Top of DATA SUPPLIED

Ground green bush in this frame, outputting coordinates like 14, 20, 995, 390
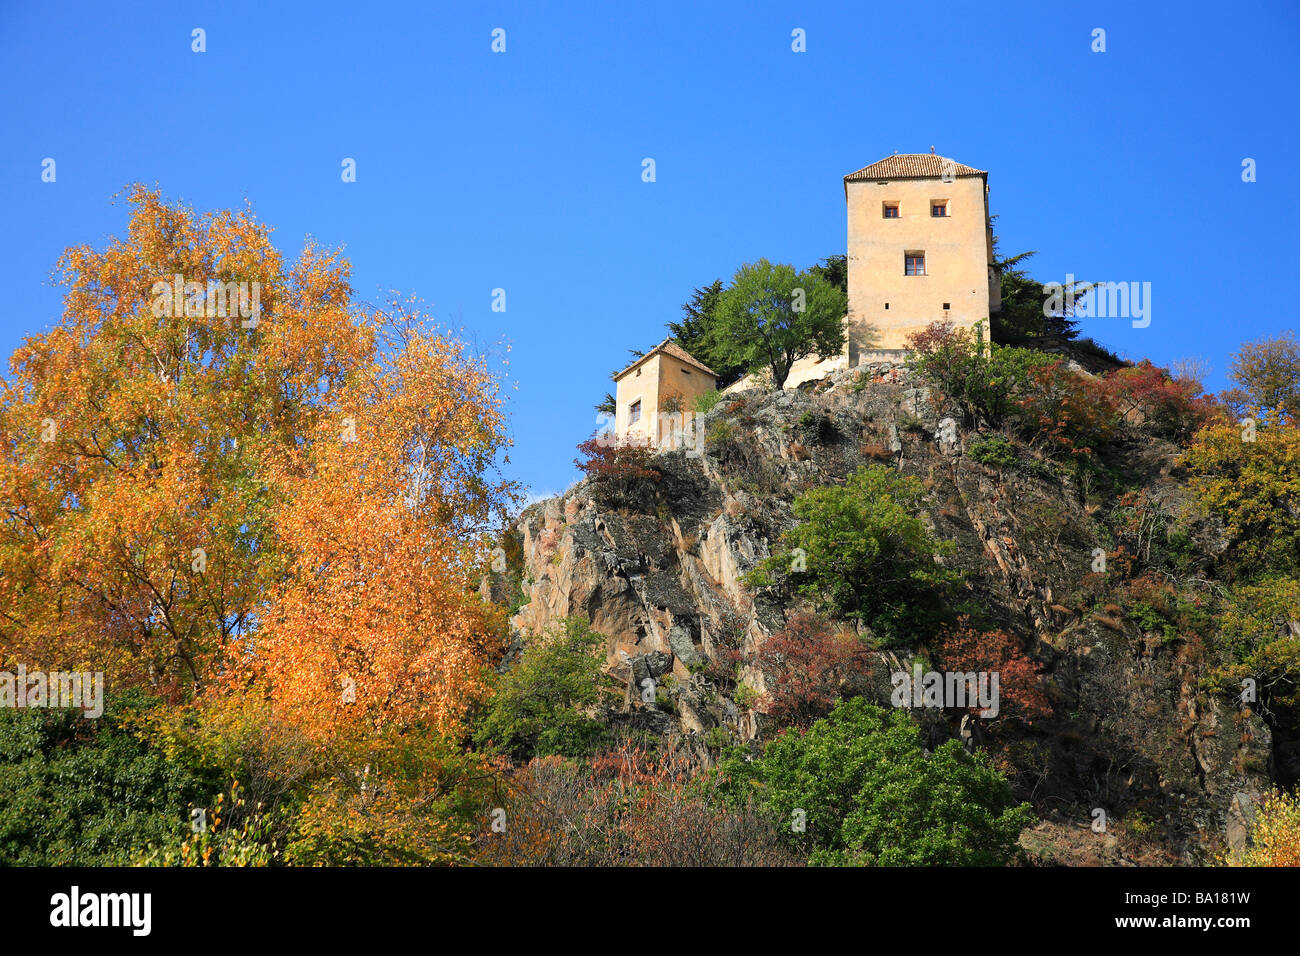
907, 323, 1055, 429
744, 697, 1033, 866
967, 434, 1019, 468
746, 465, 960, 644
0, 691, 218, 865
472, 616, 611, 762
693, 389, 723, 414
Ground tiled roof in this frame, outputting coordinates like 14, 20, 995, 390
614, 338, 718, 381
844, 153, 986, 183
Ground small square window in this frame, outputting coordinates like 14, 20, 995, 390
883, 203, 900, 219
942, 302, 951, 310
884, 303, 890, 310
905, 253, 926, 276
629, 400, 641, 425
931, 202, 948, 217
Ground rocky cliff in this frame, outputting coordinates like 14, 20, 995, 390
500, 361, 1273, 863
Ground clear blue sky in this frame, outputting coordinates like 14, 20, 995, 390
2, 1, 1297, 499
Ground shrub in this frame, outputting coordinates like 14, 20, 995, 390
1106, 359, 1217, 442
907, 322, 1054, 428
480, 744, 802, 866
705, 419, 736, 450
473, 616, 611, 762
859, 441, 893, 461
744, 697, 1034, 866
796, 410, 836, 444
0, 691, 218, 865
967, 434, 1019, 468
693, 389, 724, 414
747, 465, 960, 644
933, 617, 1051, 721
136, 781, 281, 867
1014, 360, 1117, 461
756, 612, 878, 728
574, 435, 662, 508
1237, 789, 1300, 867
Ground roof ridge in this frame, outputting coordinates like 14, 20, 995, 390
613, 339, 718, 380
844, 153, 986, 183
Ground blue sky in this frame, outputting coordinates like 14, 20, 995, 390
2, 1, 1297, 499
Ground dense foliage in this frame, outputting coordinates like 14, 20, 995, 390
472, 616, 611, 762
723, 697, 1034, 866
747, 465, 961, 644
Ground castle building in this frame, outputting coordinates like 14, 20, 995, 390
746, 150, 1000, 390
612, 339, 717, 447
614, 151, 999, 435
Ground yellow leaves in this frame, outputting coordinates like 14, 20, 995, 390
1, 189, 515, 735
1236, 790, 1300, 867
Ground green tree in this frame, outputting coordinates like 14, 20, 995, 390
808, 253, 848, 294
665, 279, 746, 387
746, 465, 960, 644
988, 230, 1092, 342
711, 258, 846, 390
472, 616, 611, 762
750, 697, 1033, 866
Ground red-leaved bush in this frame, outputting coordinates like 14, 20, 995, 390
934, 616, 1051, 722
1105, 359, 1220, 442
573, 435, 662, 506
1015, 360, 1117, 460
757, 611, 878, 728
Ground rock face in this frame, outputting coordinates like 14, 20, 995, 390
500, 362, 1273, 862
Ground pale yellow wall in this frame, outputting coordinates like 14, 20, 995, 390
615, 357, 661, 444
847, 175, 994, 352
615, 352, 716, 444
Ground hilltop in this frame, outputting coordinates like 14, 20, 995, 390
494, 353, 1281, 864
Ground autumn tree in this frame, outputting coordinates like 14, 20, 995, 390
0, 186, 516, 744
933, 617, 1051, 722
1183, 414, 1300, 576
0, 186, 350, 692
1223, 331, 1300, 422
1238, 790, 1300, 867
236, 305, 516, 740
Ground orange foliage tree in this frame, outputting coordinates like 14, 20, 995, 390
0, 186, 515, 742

Bottom of DATA SUPPLIED

AIM OF THE TASK -
Retype every entry above exactly, leaving out the pictures.

TASK SOLUTION -
Ground green bush in this frame, outputting coordinates like 14, 20, 995, 390
907, 323, 1055, 429
744, 697, 1033, 866
967, 434, 1019, 468
746, 465, 960, 644
0, 691, 218, 865
472, 616, 611, 762
693, 389, 723, 414
Ground tiled roof in this frame, outputting coordinates like 14, 20, 995, 390
614, 338, 718, 381
844, 153, 986, 183
Ground small square window in this frame, outputting coordinates like 14, 20, 995, 390
883, 203, 900, 219
942, 302, 951, 310
884, 303, 890, 310
905, 253, 926, 276
629, 400, 641, 425
931, 202, 948, 217
Ground rocky cliff in this frame, outputting coordinates like 14, 20, 995, 390
500, 361, 1273, 863
Ground clear blue sky in this frame, outputting coordinates like 14, 20, 995, 390
2, 1, 1297, 499
Ground shrub in this frame, outputting coordinates like 14, 20, 995, 390
1106, 359, 1217, 442
907, 322, 1054, 428
480, 744, 802, 866
705, 419, 736, 450
473, 616, 611, 762
859, 441, 893, 461
744, 697, 1034, 866
796, 410, 836, 444
0, 691, 218, 865
967, 434, 1019, 468
693, 389, 724, 414
747, 465, 960, 644
933, 617, 1051, 721
136, 781, 281, 867
1014, 360, 1117, 461
756, 612, 878, 728
574, 435, 662, 508
1237, 789, 1300, 867
Ground roof ridge in this frame, outputting coordinates like 14, 20, 995, 390
613, 339, 718, 380
844, 153, 986, 183
Ground blue sky in this frame, outputting coordinates like 14, 20, 995, 390
2, 1, 1297, 499
Ground dense foliage in this frame, outputting coordinates like 14, 20, 995, 390
472, 616, 611, 762
723, 697, 1034, 866
747, 465, 961, 644
Ground castle building in this frame, outputting coordinates like 14, 20, 995, 390
746, 150, 1000, 390
612, 339, 717, 447
614, 151, 999, 435
Ground yellow leaves in this frame, outputting coordinates like 14, 20, 995, 390
1, 189, 515, 735
1236, 790, 1300, 867
Ground green tree in this frame, outputting coordinates like 14, 20, 995, 390
808, 253, 848, 294
665, 279, 746, 387
746, 465, 960, 644
988, 230, 1092, 342
711, 258, 846, 390
472, 616, 611, 762
750, 697, 1033, 866
Ground red-leaved bush in this frame, outputting coordinates like 14, 20, 995, 390
934, 616, 1051, 722
1105, 359, 1220, 442
573, 435, 662, 506
1015, 360, 1117, 460
757, 611, 878, 728
Ground rock face in this frame, outputting coordinates like 14, 20, 995, 390
500, 362, 1273, 862
Ground pale yellow wall in this frame, outputting coordinates like 14, 20, 995, 390
615, 357, 661, 444
847, 175, 994, 352
615, 352, 716, 444
Ground hilltop in this frame, outputting coordinates like 14, 20, 995, 390
494, 353, 1281, 864
Ground autumn tree in this frame, outputting coordinates like 14, 20, 995, 390
0, 186, 516, 744
933, 617, 1051, 722
1183, 414, 1300, 576
0, 186, 350, 692
1223, 331, 1300, 422
1238, 790, 1300, 867
236, 305, 516, 740
Ground orange foliage tree in this frame, outputting coordinates like 14, 20, 995, 390
0, 186, 515, 742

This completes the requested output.